Exercise objective: From the line that includes "of the roof" to the last line of the data, quote each line precisely; both boundary lines belong in the answer.

--- START ---

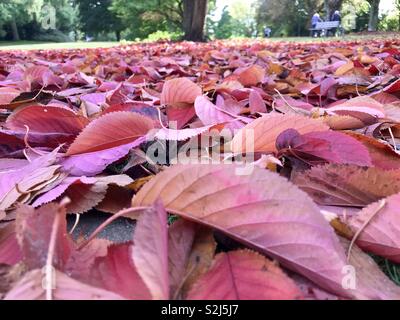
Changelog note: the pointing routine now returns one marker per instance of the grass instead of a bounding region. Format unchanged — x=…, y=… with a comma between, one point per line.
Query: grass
x=391, y=269
x=34, y=45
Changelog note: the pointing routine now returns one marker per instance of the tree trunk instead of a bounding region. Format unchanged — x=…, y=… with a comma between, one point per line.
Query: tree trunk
x=14, y=30
x=373, y=15
x=194, y=16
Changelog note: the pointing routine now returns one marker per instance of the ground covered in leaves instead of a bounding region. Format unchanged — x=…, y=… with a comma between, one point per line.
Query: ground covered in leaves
x=253, y=170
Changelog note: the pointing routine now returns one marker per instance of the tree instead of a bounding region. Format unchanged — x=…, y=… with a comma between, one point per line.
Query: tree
x=194, y=16
x=142, y=18
x=96, y=17
x=225, y=25
x=373, y=15
x=287, y=17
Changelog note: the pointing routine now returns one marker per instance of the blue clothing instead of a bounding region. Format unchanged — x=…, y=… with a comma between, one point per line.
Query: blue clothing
x=315, y=20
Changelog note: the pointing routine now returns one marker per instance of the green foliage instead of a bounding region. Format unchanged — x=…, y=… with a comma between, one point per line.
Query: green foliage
x=163, y=35
x=97, y=19
x=142, y=18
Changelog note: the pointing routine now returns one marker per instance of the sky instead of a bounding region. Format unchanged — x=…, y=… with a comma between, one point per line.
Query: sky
x=385, y=6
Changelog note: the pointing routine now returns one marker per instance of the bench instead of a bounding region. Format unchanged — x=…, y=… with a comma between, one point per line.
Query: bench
x=325, y=26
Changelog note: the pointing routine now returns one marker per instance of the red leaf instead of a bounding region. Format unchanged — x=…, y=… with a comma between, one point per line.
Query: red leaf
x=261, y=209
x=251, y=76
x=381, y=235
x=323, y=146
x=150, y=251
x=261, y=134
x=244, y=275
x=179, y=92
x=111, y=130
x=117, y=273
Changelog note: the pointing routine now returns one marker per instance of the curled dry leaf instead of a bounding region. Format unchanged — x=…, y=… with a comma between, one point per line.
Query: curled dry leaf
x=261, y=134
x=62, y=122
x=258, y=210
x=150, y=251
x=381, y=234
x=382, y=155
x=84, y=193
x=346, y=185
x=180, y=92
x=30, y=288
x=109, y=131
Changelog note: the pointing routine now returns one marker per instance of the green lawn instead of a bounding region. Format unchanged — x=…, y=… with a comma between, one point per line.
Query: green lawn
x=34, y=45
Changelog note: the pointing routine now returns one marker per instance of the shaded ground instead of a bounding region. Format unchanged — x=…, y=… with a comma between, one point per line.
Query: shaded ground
x=120, y=230
x=34, y=45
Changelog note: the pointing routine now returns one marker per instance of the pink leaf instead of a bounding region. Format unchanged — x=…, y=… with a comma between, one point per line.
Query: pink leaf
x=179, y=92
x=260, y=209
x=244, y=275
x=381, y=235
x=150, y=251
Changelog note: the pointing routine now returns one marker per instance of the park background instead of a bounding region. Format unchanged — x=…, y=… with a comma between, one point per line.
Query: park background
x=38, y=21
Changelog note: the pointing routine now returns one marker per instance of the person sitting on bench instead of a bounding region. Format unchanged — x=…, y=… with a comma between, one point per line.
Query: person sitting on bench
x=314, y=20
x=336, y=17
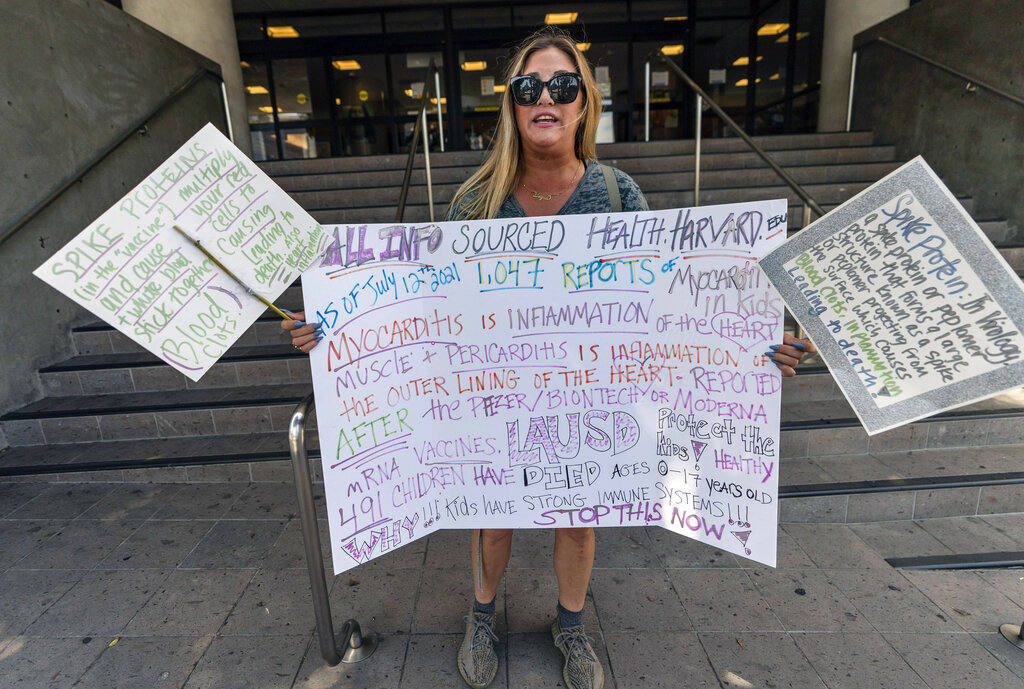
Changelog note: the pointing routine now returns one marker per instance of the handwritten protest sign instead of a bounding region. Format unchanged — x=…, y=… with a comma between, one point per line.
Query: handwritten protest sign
x=909, y=304
x=133, y=270
x=573, y=371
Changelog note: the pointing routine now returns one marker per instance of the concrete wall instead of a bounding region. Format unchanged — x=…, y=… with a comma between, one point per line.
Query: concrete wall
x=844, y=18
x=973, y=138
x=77, y=73
x=208, y=28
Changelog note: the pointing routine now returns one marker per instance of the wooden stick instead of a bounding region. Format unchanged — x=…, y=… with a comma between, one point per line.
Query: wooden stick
x=231, y=274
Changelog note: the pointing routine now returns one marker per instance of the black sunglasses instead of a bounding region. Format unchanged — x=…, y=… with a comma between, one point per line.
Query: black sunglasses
x=563, y=88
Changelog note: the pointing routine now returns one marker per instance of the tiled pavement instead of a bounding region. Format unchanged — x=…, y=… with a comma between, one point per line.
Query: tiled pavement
x=204, y=586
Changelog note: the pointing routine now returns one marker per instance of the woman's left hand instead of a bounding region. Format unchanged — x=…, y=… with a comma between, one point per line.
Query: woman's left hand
x=787, y=355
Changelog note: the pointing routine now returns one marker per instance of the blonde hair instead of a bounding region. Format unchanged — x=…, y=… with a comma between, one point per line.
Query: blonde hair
x=482, y=195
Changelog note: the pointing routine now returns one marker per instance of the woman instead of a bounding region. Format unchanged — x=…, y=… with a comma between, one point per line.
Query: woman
x=543, y=163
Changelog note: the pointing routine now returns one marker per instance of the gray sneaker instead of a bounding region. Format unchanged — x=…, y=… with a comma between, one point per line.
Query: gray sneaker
x=477, y=659
x=582, y=669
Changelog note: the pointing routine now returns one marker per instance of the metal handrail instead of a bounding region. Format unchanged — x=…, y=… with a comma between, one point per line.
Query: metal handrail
x=421, y=121
x=130, y=131
x=358, y=645
x=972, y=81
x=809, y=203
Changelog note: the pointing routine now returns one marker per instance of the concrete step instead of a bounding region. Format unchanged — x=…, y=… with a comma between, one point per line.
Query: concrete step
x=199, y=412
x=930, y=482
x=606, y=151
x=141, y=372
x=633, y=166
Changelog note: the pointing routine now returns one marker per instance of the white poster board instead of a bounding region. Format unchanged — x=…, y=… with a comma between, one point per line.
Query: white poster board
x=573, y=371
x=909, y=304
x=133, y=270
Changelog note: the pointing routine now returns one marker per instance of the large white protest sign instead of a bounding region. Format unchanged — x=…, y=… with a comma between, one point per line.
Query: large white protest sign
x=133, y=270
x=572, y=371
x=910, y=306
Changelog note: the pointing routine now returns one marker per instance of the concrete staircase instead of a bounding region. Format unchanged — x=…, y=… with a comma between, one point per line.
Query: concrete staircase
x=114, y=413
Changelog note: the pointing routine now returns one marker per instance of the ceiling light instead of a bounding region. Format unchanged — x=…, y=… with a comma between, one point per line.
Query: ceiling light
x=560, y=17
x=784, y=38
x=282, y=32
x=772, y=29
x=297, y=139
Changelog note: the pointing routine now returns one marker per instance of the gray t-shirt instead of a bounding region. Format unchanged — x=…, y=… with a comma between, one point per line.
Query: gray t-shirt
x=590, y=196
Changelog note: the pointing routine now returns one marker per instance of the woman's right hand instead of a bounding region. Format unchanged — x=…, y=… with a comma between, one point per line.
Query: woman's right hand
x=305, y=336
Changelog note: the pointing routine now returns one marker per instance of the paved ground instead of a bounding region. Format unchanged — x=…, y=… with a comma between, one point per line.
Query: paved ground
x=204, y=586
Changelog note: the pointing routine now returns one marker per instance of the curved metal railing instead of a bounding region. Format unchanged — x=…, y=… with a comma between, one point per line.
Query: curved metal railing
x=357, y=645
x=809, y=203
x=421, y=126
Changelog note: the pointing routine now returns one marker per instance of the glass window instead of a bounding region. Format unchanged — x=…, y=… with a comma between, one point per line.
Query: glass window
x=478, y=133
x=331, y=25
x=249, y=28
x=720, y=63
x=306, y=142
x=665, y=85
x=481, y=17
x=264, y=144
x=659, y=10
x=481, y=78
x=810, y=18
x=300, y=89
x=773, y=35
x=359, y=88
x=410, y=72
x=609, y=61
x=257, y=92
x=365, y=139
x=569, y=15
x=711, y=8
x=417, y=20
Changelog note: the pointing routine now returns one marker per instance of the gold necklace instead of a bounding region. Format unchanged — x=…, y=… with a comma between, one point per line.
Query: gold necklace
x=549, y=195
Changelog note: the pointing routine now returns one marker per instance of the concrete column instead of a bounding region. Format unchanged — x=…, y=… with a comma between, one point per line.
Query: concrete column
x=208, y=28
x=845, y=18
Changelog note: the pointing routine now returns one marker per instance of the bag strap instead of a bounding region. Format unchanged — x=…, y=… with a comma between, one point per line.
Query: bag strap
x=612, y=184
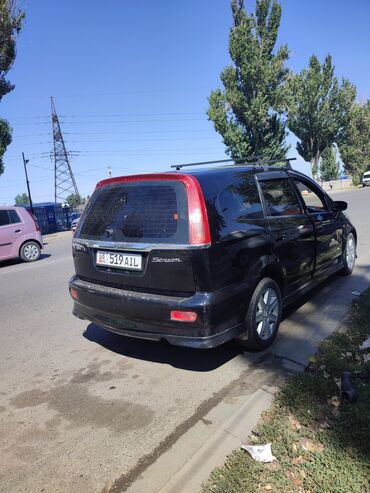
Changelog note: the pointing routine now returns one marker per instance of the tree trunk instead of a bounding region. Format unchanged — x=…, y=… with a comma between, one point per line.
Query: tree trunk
x=315, y=166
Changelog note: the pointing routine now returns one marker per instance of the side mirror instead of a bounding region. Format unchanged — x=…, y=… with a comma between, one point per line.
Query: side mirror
x=339, y=205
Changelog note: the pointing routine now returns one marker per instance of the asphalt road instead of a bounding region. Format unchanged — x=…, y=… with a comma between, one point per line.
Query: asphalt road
x=80, y=407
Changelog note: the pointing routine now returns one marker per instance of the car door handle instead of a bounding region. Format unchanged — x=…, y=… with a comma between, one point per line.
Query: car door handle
x=280, y=238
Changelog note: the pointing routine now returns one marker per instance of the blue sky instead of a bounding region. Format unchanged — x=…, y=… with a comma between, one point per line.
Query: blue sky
x=131, y=81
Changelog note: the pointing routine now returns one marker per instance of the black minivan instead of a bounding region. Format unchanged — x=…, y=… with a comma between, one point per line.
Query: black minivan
x=202, y=257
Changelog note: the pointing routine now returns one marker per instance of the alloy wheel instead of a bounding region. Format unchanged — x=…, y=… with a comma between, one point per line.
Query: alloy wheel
x=267, y=314
x=31, y=251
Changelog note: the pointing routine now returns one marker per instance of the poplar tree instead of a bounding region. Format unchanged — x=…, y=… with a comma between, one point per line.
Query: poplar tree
x=318, y=109
x=329, y=166
x=247, y=111
x=10, y=25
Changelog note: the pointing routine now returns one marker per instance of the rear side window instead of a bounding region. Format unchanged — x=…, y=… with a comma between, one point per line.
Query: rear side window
x=240, y=200
x=144, y=212
x=313, y=201
x=4, y=218
x=14, y=218
x=280, y=198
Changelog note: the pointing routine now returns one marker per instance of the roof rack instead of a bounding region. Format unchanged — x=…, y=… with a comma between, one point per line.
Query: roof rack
x=250, y=160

--- END ---

Task solution:
Changelog note: the pointing routine now returns one marker per instance of the roof rack instead of a bounding region. Format unchanged — x=…, y=… with a comma between, one point per line.
Query: roof rack
x=250, y=160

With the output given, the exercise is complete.